━━ PROVIDED RECORDS ━━

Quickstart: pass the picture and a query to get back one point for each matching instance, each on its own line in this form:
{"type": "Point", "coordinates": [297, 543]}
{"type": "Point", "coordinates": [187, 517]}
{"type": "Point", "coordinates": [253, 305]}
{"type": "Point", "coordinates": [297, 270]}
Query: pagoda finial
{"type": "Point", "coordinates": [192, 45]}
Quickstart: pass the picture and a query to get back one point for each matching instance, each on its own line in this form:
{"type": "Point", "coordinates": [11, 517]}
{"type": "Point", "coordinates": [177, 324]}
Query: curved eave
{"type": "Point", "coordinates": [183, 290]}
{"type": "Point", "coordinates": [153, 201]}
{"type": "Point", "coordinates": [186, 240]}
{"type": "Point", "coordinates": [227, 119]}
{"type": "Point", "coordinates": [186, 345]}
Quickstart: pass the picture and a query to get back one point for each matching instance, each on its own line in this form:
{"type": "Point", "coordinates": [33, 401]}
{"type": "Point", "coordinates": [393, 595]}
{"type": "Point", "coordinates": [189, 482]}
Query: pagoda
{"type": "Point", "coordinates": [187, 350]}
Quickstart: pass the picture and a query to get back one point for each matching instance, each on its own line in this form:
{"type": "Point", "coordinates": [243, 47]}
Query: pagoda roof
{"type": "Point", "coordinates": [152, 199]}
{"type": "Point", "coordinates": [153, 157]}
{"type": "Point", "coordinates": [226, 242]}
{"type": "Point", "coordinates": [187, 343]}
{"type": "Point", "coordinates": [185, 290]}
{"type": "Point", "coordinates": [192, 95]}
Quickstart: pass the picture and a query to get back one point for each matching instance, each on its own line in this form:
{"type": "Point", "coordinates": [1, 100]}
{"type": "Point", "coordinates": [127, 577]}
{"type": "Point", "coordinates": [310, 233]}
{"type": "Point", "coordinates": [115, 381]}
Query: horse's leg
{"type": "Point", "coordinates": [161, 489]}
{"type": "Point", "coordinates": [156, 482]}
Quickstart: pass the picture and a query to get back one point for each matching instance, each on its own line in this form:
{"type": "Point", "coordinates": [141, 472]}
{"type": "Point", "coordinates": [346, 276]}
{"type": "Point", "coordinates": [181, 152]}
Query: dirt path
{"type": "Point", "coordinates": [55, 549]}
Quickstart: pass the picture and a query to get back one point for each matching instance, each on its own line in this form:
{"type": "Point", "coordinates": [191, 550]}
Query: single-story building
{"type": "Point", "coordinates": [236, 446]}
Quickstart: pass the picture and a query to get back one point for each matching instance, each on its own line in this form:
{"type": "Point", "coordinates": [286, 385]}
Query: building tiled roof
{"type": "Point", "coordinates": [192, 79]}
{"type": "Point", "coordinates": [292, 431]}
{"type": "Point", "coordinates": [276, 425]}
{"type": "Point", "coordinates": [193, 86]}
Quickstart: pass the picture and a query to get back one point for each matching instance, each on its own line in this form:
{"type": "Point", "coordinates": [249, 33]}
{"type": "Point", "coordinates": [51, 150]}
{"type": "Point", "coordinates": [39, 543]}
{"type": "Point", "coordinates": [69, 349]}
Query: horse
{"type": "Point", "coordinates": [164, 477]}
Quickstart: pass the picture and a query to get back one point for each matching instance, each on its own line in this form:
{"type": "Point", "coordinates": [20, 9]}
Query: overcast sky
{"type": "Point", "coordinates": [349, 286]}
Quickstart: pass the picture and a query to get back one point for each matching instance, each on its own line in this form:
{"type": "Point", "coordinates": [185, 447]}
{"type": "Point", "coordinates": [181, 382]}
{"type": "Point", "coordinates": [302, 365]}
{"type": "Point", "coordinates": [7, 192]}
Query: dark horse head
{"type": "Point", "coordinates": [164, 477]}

━━━

_INSTRUCTIONS FOR THE TASK_.
Reproduce every record above exactly as it appears.

_REPLY TO THE TASK_.
Quickstart: pass the picture and a query to get back one point for each matching instance, each on its own line in this form:
{"type": "Point", "coordinates": [297, 543]}
{"type": "Point", "coordinates": [187, 517]}
{"type": "Point", "coordinates": [253, 305]}
{"type": "Point", "coordinates": [297, 270]}
Query: pagoda finial
{"type": "Point", "coordinates": [192, 45]}
Quickstart: pass the picture and a query to get back one point for each matching instance, each on its own line in this form:
{"type": "Point", "coordinates": [11, 517]}
{"type": "Point", "coordinates": [177, 324]}
Query: curved eave
{"type": "Point", "coordinates": [183, 290]}
{"type": "Point", "coordinates": [153, 201]}
{"type": "Point", "coordinates": [186, 240]}
{"type": "Point", "coordinates": [227, 119]}
{"type": "Point", "coordinates": [186, 345]}
Quickstart: pass the picture and a query to get back one point for each matching instance, each on its own line in this form:
{"type": "Point", "coordinates": [33, 401]}
{"type": "Point", "coordinates": [393, 595]}
{"type": "Point", "coordinates": [189, 482]}
Query: pagoda
{"type": "Point", "coordinates": [187, 350]}
Quickstart: pass the picture and a query to get back one point for each matching instance, each on its own line in this form:
{"type": "Point", "coordinates": [243, 47]}
Query: pagoda roof
{"type": "Point", "coordinates": [152, 199]}
{"type": "Point", "coordinates": [153, 157]}
{"type": "Point", "coordinates": [226, 242]}
{"type": "Point", "coordinates": [187, 343]}
{"type": "Point", "coordinates": [185, 290]}
{"type": "Point", "coordinates": [192, 95]}
Quickstart: pass the picture and a query to get back one point for each matching instance, each on its own line in this form:
{"type": "Point", "coordinates": [1, 100]}
{"type": "Point", "coordinates": [127, 577]}
{"type": "Point", "coordinates": [310, 233]}
{"type": "Point", "coordinates": [115, 381]}
Query: horse's leg
{"type": "Point", "coordinates": [161, 489]}
{"type": "Point", "coordinates": [156, 482]}
Quickstart: pass the picture and a query to get back one point for each matching instance, each on its own line in this form:
{"type": "Point", "coordinates": [141, 472]}
{"type": "Point", "coordinates": [346, 276]}
{"type": "Point", "coordinates": [181, 152]}
Query: dirt path
{"type": "Point", "coordinates": [55, 549]}
Quickstart: pass the picture and a query to get back one point for each matching instance, each on its own line in this form:
{"type": "Point", "coordinates": [191, 550]}
Query: single-story building
{"type": "Point", "coordinates": [236, 446]}
Quickstart: pass the picture and a query to get back one point for each matching instance, each on its own line in this form:
{"type": "Point", "coordinates": [286, 385]}
Query: building tiled roof
{"type": "Point", "coordinates": [192, 79]}
{"type": "Point", "coordinates": [292, 431]}
{"type": "Point", "coordinates": [276, 425]}
{"type": "Point", "coordinates": [193, 86]}
Quickstart: pass the picture and a query to get back one point for each matching instance, each on its own line in this form:
{"type": "Point", "coordinates": [249, 33]}
{"type": "Point", "coordinates": [51, 150]}
{"type": "Point", "coordinates": [39, 543]}
{"type": "Point", "coordinates": [69, 349]}
Query: horse
{"type": "Point", "coordinates": [164, 477]}
Quickstart: pass the picture and a query to get back one point for each matching instance, each on its own line in this form:
{"type": "Point", "coordinates": [20, 9]}
Query: overcast sky
{"type": "Point", "coordinates": [349, 286]}
Quickstart: pass the picture and a query to get back one point for each matching instance, each on its own line in this form:
{"type": "Point", "coordinates": [185, 447]}
{"type": "Point", "coordinates": [181, 382]}
{"type": "Point", "coordinates": [302, 365]}
{"type": "Point", "coordinates": [7, 192]}
Query: dark horse head
{"type": "Point", "coordinates": [164, 477]}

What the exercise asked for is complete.